Set exercise 1:
In the email stats post:
(a) Around what year did the author start emailing?
(b) Who made the casual comment that triggered the author's "storage mania"?
(c) What is the approximate falsely rejected email rate?
Set exercise 2:
Repeat the part of the email stats post that opens with the words containing "OK, so as a" and closes with "Express, and Outlook).", swapping "harmonious" for "consistent".
Set exercise 3:
How would this sentence from the email stats post read in Spanish: "Incidentally, that falsely rejected email rate appears to be roughly 1 in 5000: good enough for me!"

===== Selected text

Eight years of email stats, pass 1

What’s the reality behind the ’email overload’ talk? Let’s look at some numbers… personal numbers.

To kick things off, I’ve got a huge email archive. I started emailing in the early ArpaNet days, around 1972, and haven’t stopped since. My archive has been extremely thorough for at least the past 12 years (and, in case you think I’m nuts for keeping all of these, my actual regret from a scientific/archive perspective is that I don’t have the earlier ones too!). Why? Let’s just say that one day I planned to do an analysis of it all… types of mails, social networks, the whole works. But things got a little out of hand…. (anyone lookin’ for some data, give me a shout… but first read on)…

Most of this ‘storage mania’ was triggered by a casual comment in around 1992 or 1993 by Ron Baecker, of the University of Toronto, a longtime research colleague and acquaintance and someone whose work I have long admired and respected. Ron asked me, “given ultra-cheap storage and ultra-fast search, both clearly on their way, why would you ever need either to delete or indeed to accurately file/categorize your emails?”

OK, so as a little personal experiment, I decided to keep ’em, and to see what happened. The quick story is that migrating across machines, operating systems, and preferred email clients, plus being a bit cavalier about the whole thing, has meant that although all the emails are ‘there’ in various archive files, it takes a little work to get ’em all back in a harmonious form, that is with all headers intact and no duplicates (the main formats are Vax mails, Unix mails, Mac Eudora, PC Eudora, Outlook Express, and Outlook).

The longer story, with some data and preliminary analysis, begins like this:

Even though I haven’t had the time or motivation thus far to put in the harmonization work required to get all the data in one format and with duplicates eliminated, I nevertheless thought that a little ‘first pass’ set of totals (with my estimate of their accuracy) would be interesting, and maybe even provide a little coarse empirical support for Stowe’s “Just Say No To Email” campaign.

So I quickly eyeballed-and-tallied the most coherent of the archives, spanning eight years of emails, from January 1st 1997 to December 31st 2004. The totals are real enough, but the ‘eyeballing’ was needed to assess the approximate propotion of spam and duplication involved in the emails. A more detailed analysis later will enable me to do these more accurately. I’ve indicated my estimate of the margin for error in the third column, and my estimate for the percentage of spam received (and I mean real spam: i.e. either ‘greedily-lookin-for-suckers’ or ‘low-down-mean-and-nasty spam’, not conference announcements – you know what I’m talkin’ about). For 2003, this number is precise, because I filtered off such spam using SpamAssassin, and counted them! 2004 spam numbers are an extrapolation, but the totals are accurate, as explained below. Here goes:

TABLE 1: Eisenstadt’s 1997-2004 email totals

Year	Emails received	Est. Error	Est. Spam
1997	4320	20%	2%
1998	3996	20%	3%
1999	6821	10%	5%
2000	7580	5%	6%
2001	6125	5%	7%
2002	6497	5%	10%
2003	13092	1%	37.6%
2004	13889	1%	40%

2003 is the most accurate, because (unlike earlier years when I was changing clients and machines) I have all emails in one clean format and all spam preserved, auto-filtered by SpamAssassin into a folder that I look at only a few times a year, scanning rapidly for false rejections. Incidentally, that falsely rejected email rate appears to be roughly 1 in 5000: good enough for me! By 2004, although I kept all emails, I got fed up keeping the spam even for analysis purposes, and can’t even be bothered to scan it, so stuff auto-filtered by SpamAssassin is now deleted without my looking at it – so the column 4 ‘40% spam’ in the lower right hand corner is a well-educated approximation based on my observation of the ebb and flow of the size of my ‘deleted’ folder.

==========
===== Provided information

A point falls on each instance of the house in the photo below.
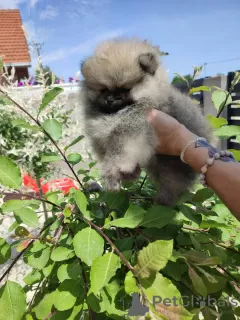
(13, 45)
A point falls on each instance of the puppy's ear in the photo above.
(148, 62)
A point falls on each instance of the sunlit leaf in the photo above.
(5, 251)
(74, 158)
(62, 253)
(12, 301)
(103, 269)
(10, 175)
(28, 217)
(153, 258)
(88, 245)
(53, 128)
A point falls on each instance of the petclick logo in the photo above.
(187, 301)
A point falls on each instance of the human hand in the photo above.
(172, 136)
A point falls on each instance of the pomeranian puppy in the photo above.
(122, 81)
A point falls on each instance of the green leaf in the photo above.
(157, 217)
(191, 214)
(82, 204)
(227, 131)
(116, 201)
(50, 158)
(12, 301)
(28, 217)
(124, 244)
(20, 231)
(74, 158)
(66, 295)
(88, 245)
(22, 123)
(161, 287)
(131, 219)
(220, 98)
(75, 141)
(130, 283)
(201, 88)
(53, 128)
(5, 251)
(216, 122)
(103, 269)
(72, 314)
(208, 223)
(44, 307)
(10, 175)
(236, 154)
(197, 282)
(202, 195)
(33, 277)
(153, 258)
(69, 271)
(38, 255)
(61, 254)
(49, 97)
(14, 205)
(5, 101)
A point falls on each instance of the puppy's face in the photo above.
(114, 72)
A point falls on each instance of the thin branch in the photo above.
(195, 229)
(22, 252)
(50, 314)
(142, 184)
(41, 195)
(127, 264)
(231, 276)
(139, 231)
(47, 134)
(91, 316)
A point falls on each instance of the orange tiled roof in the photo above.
(13, 45)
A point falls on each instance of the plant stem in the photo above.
(22, 252)
(142, 184)
(229, 274)
(47, 134)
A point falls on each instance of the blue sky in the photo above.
(193, 32)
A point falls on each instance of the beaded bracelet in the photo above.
(213, 153)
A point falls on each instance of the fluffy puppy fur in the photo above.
(122, 80)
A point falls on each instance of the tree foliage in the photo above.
(99, 249)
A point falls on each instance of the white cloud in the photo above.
(32, 3)
(10, 4)
(89, 8)
(83, 48)
(49, 12)
(14, 4)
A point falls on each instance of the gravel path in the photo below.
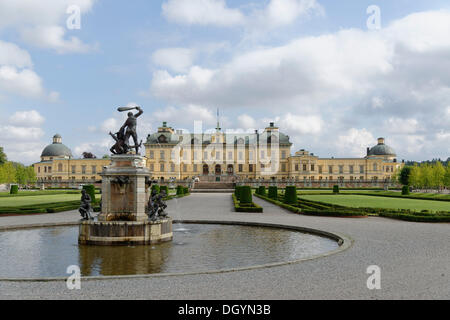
(413, 257)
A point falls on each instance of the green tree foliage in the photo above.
(405, 175)
(290, 196)
(430, 175)
(273, 192)
(3, 157)
(246, 194)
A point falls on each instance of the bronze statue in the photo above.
(156, 206)
(130, 126)
(85, 207)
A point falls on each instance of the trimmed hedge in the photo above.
(14, 189)
(273, 193)
(237, 192)
(90, 190)
(261, 190)
(405, 190)
(335, 189)
(165, 189)
(156, 187)
(245, 207)
(245, 195)
(290, 195)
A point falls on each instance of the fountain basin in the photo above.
(107, 233)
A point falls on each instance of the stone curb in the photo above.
(344, 242)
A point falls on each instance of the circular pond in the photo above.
(47, 252)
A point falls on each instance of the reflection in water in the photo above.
(48, 252)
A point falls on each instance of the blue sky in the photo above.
(308, 65)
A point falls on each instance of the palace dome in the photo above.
(56, 149)
(381, 149)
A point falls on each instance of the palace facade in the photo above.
(225, 157)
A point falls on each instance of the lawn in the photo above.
(358, 201)
(18, 201)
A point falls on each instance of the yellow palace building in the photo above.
(220, 157)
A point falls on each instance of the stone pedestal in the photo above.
(123, 219)
(125, 233)
(124, 193)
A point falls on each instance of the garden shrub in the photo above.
(290, 195)
(90, 190)
(156, 188)
(273, 193)
(245, 194)
(14, 189)
(165, 189)
(262, 190)
(405, 190)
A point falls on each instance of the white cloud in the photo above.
(402, 126)
(12, 55)
(176, 59)
(202, 12)
(354, 142)
(27, 119)
(42, 23)
(276, 13)
(53, 37)
(284, 12)
(21, 136)
(21, 82)
(302, 124)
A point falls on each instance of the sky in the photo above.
(330, 74)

==========

Expected output 1:
(a) Around 1972
(b) Ron Baecker, of the University of Toronto
(c) Roughly 1 in 5000

Expected output 2:
OK, so as a little personal experiment, I decided to keep ’em, and to see what happened. The quick story is that migrating across machines, operating systems, and preferred email clients, plus being a bit cavalier about the whole thing, has meant that although all the emails are ‘there’ in various archive files, it takes a little work to get ’em all back in a consistent form, that is with all headers intact and no duplicates (the main formats are Vax mails, Unix mails, Mac Eudora, PC Eudora, Outlook Express, and Outlook).

Expected output 3:
Por cierto, esa tasa de correos rechazados por error parece ser de aproximadamente 1 de cada 5000: ¡suficiente para mí!